● **EXERCISE**
Within the records below is a range that opens at the line with "Target: black face covering" and closes at the line with "Mark every instance of the blue jeans". Return that range word for word, both ends included, and only that range.

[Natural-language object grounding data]
Content starts

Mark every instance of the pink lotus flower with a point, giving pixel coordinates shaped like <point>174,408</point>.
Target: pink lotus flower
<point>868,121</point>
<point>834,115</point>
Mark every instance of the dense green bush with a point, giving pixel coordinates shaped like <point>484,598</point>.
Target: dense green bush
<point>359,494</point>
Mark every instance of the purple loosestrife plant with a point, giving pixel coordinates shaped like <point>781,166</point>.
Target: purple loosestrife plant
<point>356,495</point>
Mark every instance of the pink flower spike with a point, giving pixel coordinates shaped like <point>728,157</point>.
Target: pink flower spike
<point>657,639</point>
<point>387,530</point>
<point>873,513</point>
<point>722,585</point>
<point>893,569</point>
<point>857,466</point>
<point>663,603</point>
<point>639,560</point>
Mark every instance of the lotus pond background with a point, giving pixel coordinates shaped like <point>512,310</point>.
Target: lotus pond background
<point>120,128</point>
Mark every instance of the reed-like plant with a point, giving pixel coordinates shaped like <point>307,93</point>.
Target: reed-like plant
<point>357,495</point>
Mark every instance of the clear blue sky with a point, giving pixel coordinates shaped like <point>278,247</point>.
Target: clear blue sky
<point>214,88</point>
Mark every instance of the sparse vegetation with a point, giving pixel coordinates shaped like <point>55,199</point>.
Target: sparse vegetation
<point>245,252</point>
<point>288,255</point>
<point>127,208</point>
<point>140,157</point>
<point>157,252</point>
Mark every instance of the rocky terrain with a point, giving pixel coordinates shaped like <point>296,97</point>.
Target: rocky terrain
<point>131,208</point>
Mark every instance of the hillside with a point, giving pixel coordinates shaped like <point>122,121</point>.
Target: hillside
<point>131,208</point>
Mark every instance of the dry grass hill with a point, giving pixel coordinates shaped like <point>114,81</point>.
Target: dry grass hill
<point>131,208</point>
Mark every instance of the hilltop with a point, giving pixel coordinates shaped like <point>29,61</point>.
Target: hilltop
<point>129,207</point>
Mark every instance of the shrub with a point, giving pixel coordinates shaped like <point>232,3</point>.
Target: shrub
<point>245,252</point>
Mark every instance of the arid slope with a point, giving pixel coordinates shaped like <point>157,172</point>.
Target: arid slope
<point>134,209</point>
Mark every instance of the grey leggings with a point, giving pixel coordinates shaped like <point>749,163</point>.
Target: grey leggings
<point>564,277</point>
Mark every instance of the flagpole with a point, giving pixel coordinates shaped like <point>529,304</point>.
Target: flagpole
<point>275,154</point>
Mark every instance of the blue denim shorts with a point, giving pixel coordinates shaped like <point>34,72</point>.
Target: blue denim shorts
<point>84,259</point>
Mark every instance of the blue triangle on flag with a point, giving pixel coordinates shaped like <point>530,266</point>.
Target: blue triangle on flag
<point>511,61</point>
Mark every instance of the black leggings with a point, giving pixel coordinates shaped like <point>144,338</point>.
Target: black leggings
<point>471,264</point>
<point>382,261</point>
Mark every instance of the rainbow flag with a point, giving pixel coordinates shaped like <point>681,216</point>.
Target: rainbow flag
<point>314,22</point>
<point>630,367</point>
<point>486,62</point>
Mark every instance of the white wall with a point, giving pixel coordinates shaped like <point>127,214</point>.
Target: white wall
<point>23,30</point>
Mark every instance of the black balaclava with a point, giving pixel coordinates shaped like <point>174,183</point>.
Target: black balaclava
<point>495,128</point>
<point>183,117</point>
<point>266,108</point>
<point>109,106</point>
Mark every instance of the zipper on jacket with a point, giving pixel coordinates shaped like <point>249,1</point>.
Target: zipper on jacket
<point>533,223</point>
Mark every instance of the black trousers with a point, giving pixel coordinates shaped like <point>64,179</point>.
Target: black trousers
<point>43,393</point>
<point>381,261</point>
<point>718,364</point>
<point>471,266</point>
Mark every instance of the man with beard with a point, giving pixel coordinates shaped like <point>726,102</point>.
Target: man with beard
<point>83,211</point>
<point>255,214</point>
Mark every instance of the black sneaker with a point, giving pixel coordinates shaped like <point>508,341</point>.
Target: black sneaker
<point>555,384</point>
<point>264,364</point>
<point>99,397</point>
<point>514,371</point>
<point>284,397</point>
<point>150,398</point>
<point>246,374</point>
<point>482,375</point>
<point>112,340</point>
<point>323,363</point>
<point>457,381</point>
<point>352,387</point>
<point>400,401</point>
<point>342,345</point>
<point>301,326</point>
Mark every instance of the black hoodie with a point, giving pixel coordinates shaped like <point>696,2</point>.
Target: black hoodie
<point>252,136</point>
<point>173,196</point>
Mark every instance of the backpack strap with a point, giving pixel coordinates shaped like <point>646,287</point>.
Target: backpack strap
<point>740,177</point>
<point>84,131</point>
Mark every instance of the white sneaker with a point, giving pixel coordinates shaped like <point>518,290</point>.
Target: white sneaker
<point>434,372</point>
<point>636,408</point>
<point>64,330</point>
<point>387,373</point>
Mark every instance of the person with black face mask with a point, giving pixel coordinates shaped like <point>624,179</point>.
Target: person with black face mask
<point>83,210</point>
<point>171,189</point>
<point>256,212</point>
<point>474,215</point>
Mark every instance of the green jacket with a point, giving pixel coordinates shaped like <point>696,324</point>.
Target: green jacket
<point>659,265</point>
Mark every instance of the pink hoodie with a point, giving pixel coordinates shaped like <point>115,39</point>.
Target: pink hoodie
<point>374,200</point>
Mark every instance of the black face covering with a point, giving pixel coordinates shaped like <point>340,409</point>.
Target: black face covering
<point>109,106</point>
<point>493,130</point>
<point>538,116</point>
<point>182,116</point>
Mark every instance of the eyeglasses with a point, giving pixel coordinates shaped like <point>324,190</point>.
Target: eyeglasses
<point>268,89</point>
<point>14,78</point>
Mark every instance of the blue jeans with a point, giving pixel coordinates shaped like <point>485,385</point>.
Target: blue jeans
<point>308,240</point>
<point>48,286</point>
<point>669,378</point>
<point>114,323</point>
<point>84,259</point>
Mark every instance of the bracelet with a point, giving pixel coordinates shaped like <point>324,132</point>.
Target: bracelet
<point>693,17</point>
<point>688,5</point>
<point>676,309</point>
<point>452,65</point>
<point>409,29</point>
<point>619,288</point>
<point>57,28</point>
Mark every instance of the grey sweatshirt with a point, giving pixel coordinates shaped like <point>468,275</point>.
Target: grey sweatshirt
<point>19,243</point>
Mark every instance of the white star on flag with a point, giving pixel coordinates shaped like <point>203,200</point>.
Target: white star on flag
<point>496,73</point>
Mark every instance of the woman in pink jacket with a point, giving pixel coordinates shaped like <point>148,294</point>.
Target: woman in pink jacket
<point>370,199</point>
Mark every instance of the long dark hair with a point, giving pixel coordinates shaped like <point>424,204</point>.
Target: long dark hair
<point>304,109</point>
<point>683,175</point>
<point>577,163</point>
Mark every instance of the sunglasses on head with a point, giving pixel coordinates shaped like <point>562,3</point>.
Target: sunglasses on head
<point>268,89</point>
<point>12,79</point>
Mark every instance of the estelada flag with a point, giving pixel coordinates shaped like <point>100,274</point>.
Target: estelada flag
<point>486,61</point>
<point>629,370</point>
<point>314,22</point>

Content ends

● **ANSWER SECTION**
Target: black face covering
<point>109,106</point>
<point>493,130</point>
<point>538,116</point>
<point>182,116</point>
Mark every instance of the eyeglasses with a point, giving pixel coordinates shaped like <point>324,190</point>.
Target: eyeglasses
<point>268,89</point>
<point>14,78</point>
Mark every instance of the blue jeans with a point, giving pixel coordinates shaped like <point>485,385</point>.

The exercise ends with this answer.